== Object pointing dataset rows ==
※ ※ ※
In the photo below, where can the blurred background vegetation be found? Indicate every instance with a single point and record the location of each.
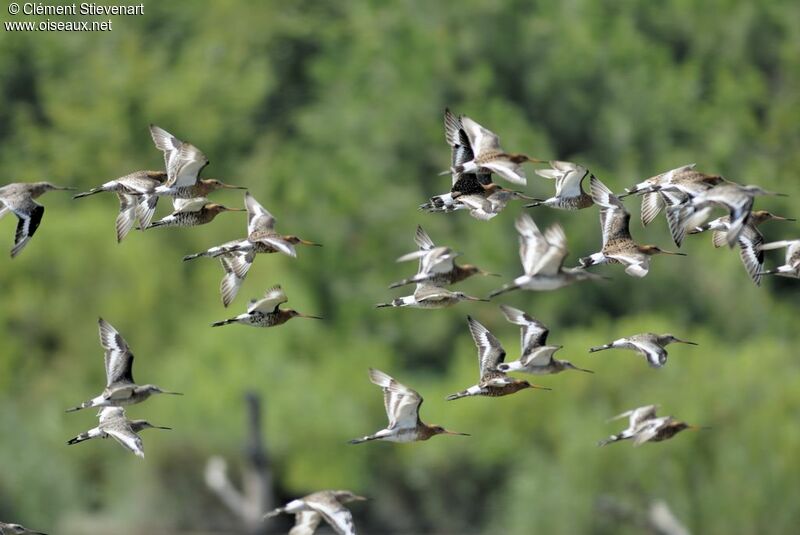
(330, 112)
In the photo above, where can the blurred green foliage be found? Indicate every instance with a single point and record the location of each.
(331, 114)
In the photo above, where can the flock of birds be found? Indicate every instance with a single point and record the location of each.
(688, 197)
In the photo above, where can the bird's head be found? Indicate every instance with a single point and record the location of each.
(439, 430)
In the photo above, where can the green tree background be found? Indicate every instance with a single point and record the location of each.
(330, 112)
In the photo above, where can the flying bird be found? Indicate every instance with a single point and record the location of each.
(120, 386)
(671, 188)
(618, 245)
(267, 311)
(402, 409)
(535, 356)
(115, 423)
(492, 382)
(18, 198)
(650, 345)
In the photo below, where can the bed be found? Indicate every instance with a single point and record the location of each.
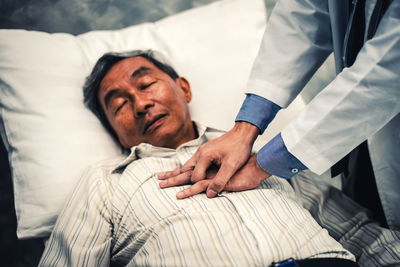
(37, 161)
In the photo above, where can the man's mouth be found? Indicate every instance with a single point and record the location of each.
(153, 123)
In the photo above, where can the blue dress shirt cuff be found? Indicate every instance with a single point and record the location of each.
(275, 159)
(257, 111)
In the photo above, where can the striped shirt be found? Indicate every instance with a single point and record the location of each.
(118, 215)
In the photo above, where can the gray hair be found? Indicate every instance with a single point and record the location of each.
(100, 69)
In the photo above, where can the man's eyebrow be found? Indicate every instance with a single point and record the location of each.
(108, 96)
(139, 72)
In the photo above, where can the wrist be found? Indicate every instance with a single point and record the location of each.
(247, 131)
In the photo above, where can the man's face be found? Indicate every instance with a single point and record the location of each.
(145, 105)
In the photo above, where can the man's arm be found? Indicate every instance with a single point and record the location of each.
(82, 234)
(296, 42)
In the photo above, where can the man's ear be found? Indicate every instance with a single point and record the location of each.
(185, 86)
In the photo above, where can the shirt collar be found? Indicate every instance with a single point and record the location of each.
(144, 150)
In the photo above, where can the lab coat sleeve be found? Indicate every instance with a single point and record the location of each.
(355, 105)
(296, 42)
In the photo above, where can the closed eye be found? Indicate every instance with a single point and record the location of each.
(120, 106)
(142, 87)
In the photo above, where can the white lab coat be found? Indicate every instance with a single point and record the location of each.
(362, 102)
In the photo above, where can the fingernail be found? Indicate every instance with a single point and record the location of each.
(211, 193)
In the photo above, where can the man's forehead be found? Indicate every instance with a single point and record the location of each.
(128, 68)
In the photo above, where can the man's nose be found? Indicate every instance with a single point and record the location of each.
(143, 103)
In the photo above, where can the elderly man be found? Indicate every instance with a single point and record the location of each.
(118, 214)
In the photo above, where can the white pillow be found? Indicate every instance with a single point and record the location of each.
(50, 135)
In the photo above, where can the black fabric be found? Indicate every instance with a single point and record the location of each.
(326, 262)
(359, 183)
(318, 262)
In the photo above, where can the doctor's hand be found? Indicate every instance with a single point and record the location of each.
(249, 176)
(228, 154)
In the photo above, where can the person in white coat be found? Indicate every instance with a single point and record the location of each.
(351, 126)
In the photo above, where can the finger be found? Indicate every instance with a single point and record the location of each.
(193, 190)
(183, 178)
(226, 171)
(200, 170)
(166, 175)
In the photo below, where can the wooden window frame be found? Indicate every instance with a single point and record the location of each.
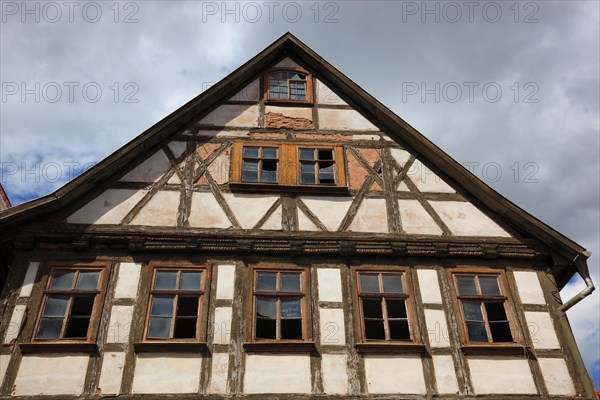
(386, 345)
(507, 299)
(288, 168)
(89, 342)
(175, 344)
(304, 344)
(308, 89)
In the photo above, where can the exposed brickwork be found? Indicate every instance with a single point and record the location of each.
(278, 120)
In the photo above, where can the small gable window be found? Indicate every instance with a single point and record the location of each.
(288, 86)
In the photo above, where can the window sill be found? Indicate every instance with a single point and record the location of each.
(147, 347)
(58, 347)
(390, 348)
(265, 187)
(294, 347)
(495, 349)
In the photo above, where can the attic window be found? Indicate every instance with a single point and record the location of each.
(288, 86)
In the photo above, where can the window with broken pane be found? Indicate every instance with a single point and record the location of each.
(260, 164)
(317, 166)
(175, 303)
(279, 297)
(287, 85)
(70, 304)
(383, 298)
(483, 304)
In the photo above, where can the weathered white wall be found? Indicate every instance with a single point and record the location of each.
(51, 374)
(292, 373)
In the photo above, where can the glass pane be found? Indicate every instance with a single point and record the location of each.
(393, 283)
(290, 308)
(399, 330)
(477, 332)
(185, 328)
(166, 280)
(77, 328)
(472, 310)
(307, 154)
(374, 329)
(325, 154)
(489, 285)
(251, 152)
(266, 281)
(290, 282)
(291, 329)
(266, 307)
(269, 152)
(160, 328)
(501, 332)
(50, 328)
(190, 280)
(62, 279)
(88, 280)
(187, 306)
(369, 283)
(372, 308)
(82, 306)
(266, 328)
(495, 311)
(466, 285)
(56, 306)
(396, 308)
(162, 306)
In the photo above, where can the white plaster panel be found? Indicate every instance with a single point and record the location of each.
(291, 370)
(329, 210)
(332, 325)
(249, 208)
(29, 279)
(330, 284)
(556, 375)
(426, 180)
(437, 328)
(225, 281)
(108, 208)
(445, 374)
(172, 373)
(292, 112)
(222, 325)
(161, 210)
(273, 223)
(529, 288)
(206, 212)
(541, 329)
(327, 96)
(501, 375)
(249, 93)
(177, 148)
(51, 374)
(430, 286)
(128, 280)
(149, 170)
(415, 220)
(120, 324)
(218, 378)
(394, 374)
(16, 321)
(335, 373)
(335, 119)
(233, 115)
(111, 373)
(464, 219)
(370, 217)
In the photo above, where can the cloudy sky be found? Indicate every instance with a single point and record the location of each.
(509, 89)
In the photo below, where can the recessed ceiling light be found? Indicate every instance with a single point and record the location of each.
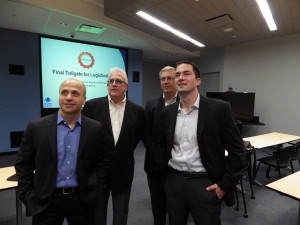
(90, 29)
(228, 29)
(267, 14)
(167, 27)
(62, 24)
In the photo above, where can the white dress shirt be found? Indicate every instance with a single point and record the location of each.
(116, 112)
(185, 151)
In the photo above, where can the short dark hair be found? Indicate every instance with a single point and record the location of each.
(195, 67)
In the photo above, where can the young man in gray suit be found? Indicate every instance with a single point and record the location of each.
(153, 110)
(62, 166)
(195, 133)
(123, 123)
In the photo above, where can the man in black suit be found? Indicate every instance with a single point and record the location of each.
(153, 110)
(123, 123)
(62, 166)
(195, 133)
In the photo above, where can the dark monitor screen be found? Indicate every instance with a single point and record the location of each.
(242, 103)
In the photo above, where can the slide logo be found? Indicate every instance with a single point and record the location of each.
(86, 60)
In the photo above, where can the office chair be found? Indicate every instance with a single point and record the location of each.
(296, 156)
(247, 172)
(279, 159)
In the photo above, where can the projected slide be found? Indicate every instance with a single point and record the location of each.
(89, 63)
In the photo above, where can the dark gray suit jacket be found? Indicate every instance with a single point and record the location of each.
(153, 111)
(216, 131)
(36, 163)
(122, 155)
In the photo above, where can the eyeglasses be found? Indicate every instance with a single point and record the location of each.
(118, 81)
(166, 79)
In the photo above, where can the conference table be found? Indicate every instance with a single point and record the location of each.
(288, 186)
(7, 185)
(268, 140)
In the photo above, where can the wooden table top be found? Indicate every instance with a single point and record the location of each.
(270, 139)
(289, 185)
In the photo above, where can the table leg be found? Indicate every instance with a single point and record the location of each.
(254, 181)
(18, 208)
(298, 223)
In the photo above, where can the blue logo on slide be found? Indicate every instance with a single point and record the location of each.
(48, 99)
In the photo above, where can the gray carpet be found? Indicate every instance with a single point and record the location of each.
(268, 208)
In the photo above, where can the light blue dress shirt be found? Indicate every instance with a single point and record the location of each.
(67, 149)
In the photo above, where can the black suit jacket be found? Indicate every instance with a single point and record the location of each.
(153, 111)
(216, 131)
(36, 164)
(122, 155)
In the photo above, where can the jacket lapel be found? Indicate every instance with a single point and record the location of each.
(161, 104)
(83, 135)
(52, 135)
(203, 110)
(172, 122)
(104, 108)
(128, 114)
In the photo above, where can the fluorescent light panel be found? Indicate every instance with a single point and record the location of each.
(265, 10)
(165, 26)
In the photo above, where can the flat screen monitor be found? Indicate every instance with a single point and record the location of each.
(242, 103)
(63, 59)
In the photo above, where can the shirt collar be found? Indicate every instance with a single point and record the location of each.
(195, 104)
(60, 119)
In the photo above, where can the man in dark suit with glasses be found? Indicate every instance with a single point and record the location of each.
(123, 123)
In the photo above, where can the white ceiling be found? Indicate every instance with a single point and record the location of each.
(126, 29)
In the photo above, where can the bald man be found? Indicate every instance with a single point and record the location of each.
(62, 165)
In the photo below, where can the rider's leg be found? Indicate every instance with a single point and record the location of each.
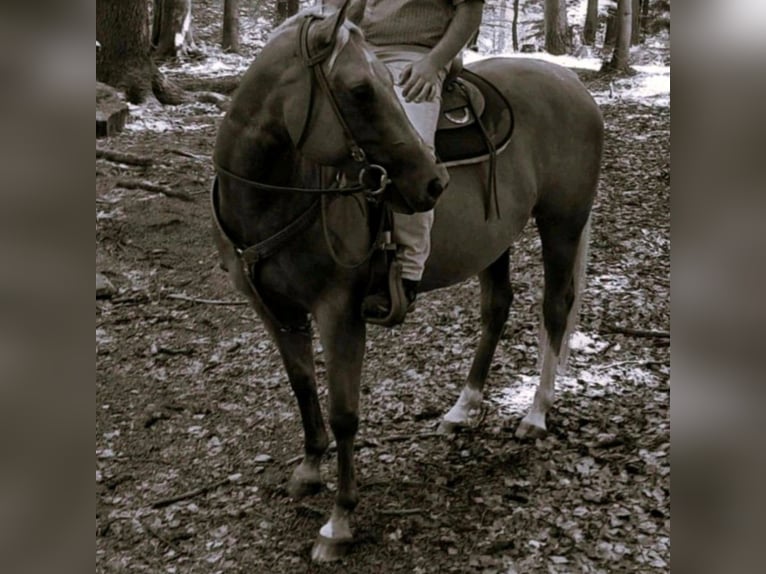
(412, 233)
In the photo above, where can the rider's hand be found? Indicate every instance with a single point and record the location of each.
(419, 81)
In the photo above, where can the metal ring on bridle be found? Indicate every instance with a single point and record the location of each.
(374, 172)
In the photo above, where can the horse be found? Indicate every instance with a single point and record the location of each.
(316, 97)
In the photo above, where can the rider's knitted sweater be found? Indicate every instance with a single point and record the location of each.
(407, 22)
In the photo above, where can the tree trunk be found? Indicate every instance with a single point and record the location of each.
(172, 30)
(610, 37)
(286, 8)
(591, 23)
(230, 41)
(556, 27)
(644, 16)
(635, 27)
(621, 56)
(124, 60)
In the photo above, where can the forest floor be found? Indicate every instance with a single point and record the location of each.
(191, 396)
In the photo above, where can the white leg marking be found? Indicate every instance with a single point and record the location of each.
(338, 527)
(467, 407)
(535, 419)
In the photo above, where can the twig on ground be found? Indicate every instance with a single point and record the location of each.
(185, 153)
(169, 543)
(400, 511)
(647, 363)
(153, 187)
(121, 157)
(636, 332)
(190, 494)
(403, 437)
(180, 297)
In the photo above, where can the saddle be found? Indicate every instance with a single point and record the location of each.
(476, 120)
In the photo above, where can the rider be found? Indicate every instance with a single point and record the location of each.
(417, 41)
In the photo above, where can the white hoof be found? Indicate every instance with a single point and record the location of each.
(330, 549)
(530, 430)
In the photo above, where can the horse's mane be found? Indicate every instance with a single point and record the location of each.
(317, 11)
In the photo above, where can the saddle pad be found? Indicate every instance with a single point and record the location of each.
(461, 102)
(467, 144)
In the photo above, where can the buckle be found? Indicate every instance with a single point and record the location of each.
(375, 179)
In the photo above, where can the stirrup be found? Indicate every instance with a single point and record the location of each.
(399, 301)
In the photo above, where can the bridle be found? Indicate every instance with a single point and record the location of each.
(373, 178)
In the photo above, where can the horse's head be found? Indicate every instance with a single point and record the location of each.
(364, 100)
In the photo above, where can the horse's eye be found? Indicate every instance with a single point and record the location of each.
(362, 92)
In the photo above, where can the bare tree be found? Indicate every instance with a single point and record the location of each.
(591, 23)
(172, 28)
(124, 60)
(230, 40)
(620, 61)
(556, 27)
(635, 26)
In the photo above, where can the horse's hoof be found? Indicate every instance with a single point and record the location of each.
(330, 549)
(529, 431)
(298, 489)
(448, 427)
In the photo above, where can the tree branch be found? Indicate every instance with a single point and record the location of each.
(609, 328)
(180, 297)
(190, 494)
(153, 187)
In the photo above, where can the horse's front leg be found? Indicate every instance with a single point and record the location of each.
(496, 299)
(295, 347)
(342, 333)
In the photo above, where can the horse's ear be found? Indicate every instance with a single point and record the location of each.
(323, 33)
(355, 11)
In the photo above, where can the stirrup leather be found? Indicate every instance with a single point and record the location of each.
(399, 301)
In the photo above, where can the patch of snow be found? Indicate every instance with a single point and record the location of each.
(584, 343)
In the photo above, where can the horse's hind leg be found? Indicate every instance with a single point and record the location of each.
(565, 242)
(298, 358)
(496, 298)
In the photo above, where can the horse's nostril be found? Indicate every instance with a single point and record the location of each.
(435, 188)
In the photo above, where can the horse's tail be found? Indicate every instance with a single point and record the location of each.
(578, 277)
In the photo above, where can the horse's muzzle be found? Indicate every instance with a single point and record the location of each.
(435, 188)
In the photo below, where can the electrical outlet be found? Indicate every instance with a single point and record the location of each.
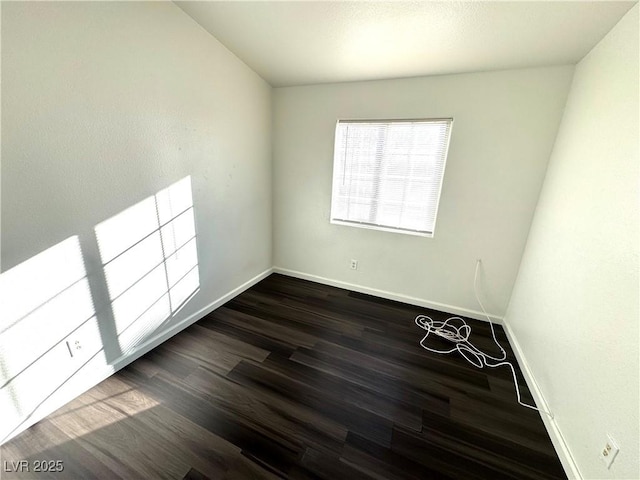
(609, 451)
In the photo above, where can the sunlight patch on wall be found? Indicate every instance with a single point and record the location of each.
(150, 260)
(45, 305)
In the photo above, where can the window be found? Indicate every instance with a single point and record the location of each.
(387, 174)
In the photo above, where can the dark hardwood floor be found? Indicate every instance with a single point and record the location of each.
(293, 379)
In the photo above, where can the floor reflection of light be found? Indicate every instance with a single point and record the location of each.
(150, 259)
(45, 305)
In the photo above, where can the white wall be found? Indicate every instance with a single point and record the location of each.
(104, 105)
(504, 127)
(574, 309)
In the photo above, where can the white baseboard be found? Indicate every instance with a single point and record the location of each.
(420, 302)
(559, 443)
(93, 372)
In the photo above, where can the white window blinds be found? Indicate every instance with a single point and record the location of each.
(388, 174)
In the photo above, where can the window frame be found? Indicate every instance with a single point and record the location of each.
(381, 227)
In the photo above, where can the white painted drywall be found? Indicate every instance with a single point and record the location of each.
(574, 309)
(504, 128)
(107, 103)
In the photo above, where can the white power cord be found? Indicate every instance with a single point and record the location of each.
(456, 331)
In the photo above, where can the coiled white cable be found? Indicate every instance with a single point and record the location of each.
(457, 331)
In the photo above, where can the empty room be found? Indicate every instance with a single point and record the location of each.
(319, 240)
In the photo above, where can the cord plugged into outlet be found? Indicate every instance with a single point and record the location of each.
(457, 332)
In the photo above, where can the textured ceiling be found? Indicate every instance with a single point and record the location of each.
(297, 43)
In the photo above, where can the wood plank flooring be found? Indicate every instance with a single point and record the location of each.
(293, 379)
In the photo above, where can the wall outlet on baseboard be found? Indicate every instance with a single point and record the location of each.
※ ※ ※
== EXERCISE INSTRUCTIONS ==
Copy the lines of the records above without any changes, starting with the line containing "In the photo above, where can the cord" and continuing through the last line of the records.

== EXPECTED ANSWER ==
In the photo above, where can the cord plugged into outlet be found? Indicate every instance with a single point and record the location of each.
(457, 332)
In the photo above, where can the textured ceiling be found? Indicate every instance with a single point and record the location of each.
(297, 43)
In the photo above, where can the wood plank flooring be found? Indicate every instance with a single point and record the location of each.
(293, 379)
In the photo above, where can the wall outlet on baseboard be found? Indicate every instance with a single point and record the location of each.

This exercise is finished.